After a less than impressive 2009, ALB takes a preliminary look at what will be the salient M&A trends for 2010, and which firms are best positioned to take advantage of them
While M&A was largely restricted in the Asia-Pacific region last year to Chinese outbound deals, things are picking up for the region in 2010. Recent Ernst & Young research found that over a third of CEOs of US companies are either likely or highly likely to make acquisitions this year. Boston Consulting Group and McKinsey contend that one in five of Europe’s largest companies are also busily identifying possible acquisition targets across the globe, while other research firms cite similar findings.
In Asia, the outlook is as positive, if not more so, according to lawyers recently interviewed by ALB. “I’m optimistic about the prospects for increased M&A activity across Asia in the coming year, provided there are no seismic meltdowns on the scale of Lehmans,” said Robert Ashworth, Asia head of corporate at Freshfields. And Jonathan Stone, co-head of Skadden’s corporate practice in non-Japan Asia, shares Ashworth’s enthusiasm, saying the stability that seems to have washed over Asia’s financial markets towards the end of 2009 has placed companies in a good position to make M&A deals. “The markets picked up quite well in the second half of 2009 and from what we can see, a lot of companies have met their capital raising requirements and have strengthened their balance sheets,” he said. “There is enough stability around to suggest that deal flow will pick up. Some sovereign wealth funds took some difficult writedowns during the crisis,” he said. “Now they are starting to come back, slowly – but we see private equity coming back more quickly especially with the increased stability on equity markets plus the further availability of credit.”
But while it is impossible to predict just how much 2010 will better 2009 for dealflows, or for that matter whether it will at all, one certainty is that dealmaking will be an entirely different proposition ths year to what it was.
Outbound PRC deals to continue?
One of the most striking trends seen in Asian M&A throughout 2009 was the increase in outbound China deals, headlined by transactions such as Chinalco’s bid for a stake in Australia’s Rio Tinto, China Minmetal’s proposed acquisition of Oz Minerals, and China Nonferrous Metals’ partial offer for Lynas Corporation. These types of transactions were all about securing access to the natural resources required to keep the dragon economy firing for years to come. “Certainly outbound M&A from China has enjoyed its most notable couple of years,” says Freshfields’ Ashworth. “The focus of this activity is ... deals driven by the need for China to secure ongoing supplies of energy and raw materials.”

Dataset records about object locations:
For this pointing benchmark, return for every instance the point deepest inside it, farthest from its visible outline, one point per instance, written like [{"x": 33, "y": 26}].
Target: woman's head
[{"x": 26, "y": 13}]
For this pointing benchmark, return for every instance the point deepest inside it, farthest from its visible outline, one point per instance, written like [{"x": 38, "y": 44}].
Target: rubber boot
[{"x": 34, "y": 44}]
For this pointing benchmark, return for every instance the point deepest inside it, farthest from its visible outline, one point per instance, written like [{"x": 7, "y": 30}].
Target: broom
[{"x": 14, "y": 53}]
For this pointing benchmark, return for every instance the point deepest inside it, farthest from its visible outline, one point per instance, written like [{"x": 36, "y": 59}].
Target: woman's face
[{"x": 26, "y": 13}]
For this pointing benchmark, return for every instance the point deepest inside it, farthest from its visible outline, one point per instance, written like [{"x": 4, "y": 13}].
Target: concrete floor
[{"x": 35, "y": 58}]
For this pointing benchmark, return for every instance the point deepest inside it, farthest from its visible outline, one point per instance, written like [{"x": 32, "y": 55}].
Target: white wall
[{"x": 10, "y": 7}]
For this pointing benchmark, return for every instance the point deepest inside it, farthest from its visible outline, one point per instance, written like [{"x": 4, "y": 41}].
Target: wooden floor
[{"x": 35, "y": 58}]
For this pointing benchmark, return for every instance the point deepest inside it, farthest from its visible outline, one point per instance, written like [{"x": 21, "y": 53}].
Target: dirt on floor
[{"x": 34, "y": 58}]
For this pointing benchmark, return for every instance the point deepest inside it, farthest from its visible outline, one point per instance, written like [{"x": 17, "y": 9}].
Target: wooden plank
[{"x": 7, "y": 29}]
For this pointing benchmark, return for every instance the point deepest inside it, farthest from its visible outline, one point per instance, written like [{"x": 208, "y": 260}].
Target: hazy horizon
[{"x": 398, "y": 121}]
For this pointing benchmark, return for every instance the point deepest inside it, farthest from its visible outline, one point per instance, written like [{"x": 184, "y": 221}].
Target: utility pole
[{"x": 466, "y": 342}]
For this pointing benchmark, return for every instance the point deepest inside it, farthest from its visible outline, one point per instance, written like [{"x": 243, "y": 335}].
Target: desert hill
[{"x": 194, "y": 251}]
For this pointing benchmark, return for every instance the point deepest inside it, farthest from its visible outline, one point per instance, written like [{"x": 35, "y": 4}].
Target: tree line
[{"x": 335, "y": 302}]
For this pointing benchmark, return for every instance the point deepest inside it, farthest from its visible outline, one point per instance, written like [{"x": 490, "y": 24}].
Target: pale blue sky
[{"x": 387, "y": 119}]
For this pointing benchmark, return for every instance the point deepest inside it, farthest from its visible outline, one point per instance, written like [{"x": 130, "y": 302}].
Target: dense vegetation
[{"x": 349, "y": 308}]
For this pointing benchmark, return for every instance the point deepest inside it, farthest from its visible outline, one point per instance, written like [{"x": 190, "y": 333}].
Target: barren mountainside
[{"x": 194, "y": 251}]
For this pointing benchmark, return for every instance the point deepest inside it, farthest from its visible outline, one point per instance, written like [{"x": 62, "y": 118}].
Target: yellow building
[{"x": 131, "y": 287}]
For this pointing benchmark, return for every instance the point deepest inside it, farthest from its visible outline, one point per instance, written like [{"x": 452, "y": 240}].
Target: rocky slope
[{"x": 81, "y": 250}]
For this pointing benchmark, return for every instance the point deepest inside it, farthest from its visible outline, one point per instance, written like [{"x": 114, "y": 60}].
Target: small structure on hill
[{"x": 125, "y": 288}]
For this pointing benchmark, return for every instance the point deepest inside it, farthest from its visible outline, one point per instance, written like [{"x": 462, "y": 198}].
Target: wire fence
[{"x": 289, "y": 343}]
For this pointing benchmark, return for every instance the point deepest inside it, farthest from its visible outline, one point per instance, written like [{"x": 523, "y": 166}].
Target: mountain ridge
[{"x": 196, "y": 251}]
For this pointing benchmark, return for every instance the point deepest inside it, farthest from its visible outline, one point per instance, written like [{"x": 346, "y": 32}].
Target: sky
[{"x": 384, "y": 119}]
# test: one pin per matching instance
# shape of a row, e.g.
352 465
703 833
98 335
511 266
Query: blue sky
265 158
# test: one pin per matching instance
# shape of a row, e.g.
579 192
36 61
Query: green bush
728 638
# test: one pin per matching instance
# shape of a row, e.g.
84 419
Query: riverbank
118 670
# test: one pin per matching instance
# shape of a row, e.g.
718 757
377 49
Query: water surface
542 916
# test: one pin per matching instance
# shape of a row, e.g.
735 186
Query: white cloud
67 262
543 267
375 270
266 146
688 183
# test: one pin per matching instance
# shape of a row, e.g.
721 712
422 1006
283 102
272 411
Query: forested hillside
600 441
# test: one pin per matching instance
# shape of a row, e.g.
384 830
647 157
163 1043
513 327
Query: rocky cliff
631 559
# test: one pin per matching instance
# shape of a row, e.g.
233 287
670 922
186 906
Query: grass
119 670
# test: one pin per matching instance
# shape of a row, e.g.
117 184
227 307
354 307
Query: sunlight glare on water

= Set task A =
Answer these from the M&A outlook article:
(i) Which firm is Robert Ashworth the Asia head of corporate at?
(ii) What share of US company CEOs did the Ernst & Young research find likely or highly likely to make acquisitions this year?
(iii) Which company made a partial offer for Lynas Corporation?
= Set task B =
List every outbound China transaction that the M&A outlook article names as headlining the 2009 trend.

= Reply A =
(i) Freshfields
(ii) Over a third
(iii) China Nonferrous Metals

= Reply B =
- Chinalco's bid for a stake in Australia's Rio Tinto
- China Minmetal's proposed acquisition of Oz Minerals
- China Nonferrous Metals' partial offer for Lynas Corporation